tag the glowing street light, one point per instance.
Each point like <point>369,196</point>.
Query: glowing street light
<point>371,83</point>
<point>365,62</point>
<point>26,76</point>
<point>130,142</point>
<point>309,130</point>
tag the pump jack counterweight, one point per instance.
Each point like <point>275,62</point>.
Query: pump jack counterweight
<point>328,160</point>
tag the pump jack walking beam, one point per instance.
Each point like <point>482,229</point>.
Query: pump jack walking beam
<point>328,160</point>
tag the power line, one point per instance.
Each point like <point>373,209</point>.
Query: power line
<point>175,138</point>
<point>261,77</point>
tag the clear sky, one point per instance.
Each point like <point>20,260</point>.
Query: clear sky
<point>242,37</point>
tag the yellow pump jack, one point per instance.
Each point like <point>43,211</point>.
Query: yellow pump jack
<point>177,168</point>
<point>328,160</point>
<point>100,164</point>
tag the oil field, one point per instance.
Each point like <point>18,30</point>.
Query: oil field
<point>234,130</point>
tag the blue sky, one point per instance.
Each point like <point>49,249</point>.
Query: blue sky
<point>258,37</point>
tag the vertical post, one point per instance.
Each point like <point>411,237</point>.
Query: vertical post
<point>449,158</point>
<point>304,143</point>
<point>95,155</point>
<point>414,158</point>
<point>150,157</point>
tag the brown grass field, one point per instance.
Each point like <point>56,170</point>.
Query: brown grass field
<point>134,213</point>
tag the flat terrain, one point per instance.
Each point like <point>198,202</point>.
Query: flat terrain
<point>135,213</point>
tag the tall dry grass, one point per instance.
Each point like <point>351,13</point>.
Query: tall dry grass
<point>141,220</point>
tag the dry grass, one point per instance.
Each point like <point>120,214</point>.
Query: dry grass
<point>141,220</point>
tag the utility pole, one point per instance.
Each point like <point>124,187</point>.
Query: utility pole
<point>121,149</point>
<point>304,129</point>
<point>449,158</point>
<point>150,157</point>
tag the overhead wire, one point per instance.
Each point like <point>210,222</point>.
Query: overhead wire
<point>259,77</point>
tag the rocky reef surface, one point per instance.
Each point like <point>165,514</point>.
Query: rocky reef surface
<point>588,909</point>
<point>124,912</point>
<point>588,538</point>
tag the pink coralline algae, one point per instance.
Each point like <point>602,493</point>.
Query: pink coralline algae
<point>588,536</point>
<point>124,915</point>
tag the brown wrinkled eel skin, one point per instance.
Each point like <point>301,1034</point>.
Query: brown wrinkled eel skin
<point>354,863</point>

____________________

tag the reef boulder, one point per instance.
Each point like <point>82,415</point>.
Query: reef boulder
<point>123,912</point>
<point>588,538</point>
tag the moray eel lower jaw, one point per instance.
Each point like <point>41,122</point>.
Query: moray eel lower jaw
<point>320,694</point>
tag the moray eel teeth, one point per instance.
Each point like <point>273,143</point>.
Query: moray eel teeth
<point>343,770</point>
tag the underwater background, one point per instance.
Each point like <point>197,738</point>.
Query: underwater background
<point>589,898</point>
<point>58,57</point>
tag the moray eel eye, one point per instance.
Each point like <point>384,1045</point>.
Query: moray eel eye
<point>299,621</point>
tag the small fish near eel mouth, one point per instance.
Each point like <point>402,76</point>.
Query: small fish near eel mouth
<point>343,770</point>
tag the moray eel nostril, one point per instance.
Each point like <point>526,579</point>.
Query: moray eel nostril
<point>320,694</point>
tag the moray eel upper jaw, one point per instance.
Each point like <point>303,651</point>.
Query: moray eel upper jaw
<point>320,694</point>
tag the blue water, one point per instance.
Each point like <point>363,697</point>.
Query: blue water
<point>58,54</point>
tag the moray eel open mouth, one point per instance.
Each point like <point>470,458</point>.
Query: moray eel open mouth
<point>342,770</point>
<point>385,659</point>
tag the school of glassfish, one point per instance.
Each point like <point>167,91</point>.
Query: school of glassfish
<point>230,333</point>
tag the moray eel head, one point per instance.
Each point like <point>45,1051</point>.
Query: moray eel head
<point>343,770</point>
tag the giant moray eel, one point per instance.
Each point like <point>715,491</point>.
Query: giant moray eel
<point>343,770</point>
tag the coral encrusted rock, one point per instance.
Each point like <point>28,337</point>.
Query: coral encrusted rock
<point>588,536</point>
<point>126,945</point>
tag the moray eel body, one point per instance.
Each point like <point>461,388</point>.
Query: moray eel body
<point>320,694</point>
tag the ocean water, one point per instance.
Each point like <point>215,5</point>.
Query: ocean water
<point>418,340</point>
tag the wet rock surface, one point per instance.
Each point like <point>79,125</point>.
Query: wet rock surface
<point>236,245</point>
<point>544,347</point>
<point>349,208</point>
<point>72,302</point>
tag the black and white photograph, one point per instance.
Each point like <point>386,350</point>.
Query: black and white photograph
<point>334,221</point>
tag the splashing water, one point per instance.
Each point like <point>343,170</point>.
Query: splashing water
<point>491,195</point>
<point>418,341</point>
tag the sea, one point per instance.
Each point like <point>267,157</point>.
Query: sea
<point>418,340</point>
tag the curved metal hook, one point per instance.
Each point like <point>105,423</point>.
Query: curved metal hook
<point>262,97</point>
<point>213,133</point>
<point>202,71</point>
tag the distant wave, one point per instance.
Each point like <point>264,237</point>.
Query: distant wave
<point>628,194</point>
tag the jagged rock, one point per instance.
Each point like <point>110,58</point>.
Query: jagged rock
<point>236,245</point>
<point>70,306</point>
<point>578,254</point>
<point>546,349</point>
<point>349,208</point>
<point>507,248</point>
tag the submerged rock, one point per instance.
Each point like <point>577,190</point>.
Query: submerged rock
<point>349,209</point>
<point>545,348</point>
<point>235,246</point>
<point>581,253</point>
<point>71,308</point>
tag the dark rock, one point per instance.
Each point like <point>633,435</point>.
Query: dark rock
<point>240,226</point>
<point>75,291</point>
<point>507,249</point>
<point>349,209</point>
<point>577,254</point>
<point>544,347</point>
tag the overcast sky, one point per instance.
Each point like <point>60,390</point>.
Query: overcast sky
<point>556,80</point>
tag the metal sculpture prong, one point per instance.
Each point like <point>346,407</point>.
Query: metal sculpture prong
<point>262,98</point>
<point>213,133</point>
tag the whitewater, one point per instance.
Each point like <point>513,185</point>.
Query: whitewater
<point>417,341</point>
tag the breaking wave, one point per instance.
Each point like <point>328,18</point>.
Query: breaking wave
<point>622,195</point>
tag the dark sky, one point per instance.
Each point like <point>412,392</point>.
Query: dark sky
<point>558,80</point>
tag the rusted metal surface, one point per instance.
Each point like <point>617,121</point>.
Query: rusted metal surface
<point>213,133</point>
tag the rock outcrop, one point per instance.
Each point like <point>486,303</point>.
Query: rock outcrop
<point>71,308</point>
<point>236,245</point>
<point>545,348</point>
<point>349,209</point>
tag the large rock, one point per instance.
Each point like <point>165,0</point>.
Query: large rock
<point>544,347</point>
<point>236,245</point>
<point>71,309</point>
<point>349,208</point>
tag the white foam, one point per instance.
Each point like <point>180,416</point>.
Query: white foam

____________________

■ WHAT YOU WILL DO ■
Return the span of lines in the data above that opens at the line with "Query: tall dry grass" and closes at the line with "Each point like <point>124,187</point>.", exactly, ends included, nothing else.

■ RESULT FOR THIS TASK ■
Query: tall dry grass
<point>141,220</point>
tag the dry grass, one point per instance.
Each point like <point>120,214</point>.
Query: dry grass
<point>141,220</point>
tag the utility pole, one point per instance.
Each point like <point>124,187</point>.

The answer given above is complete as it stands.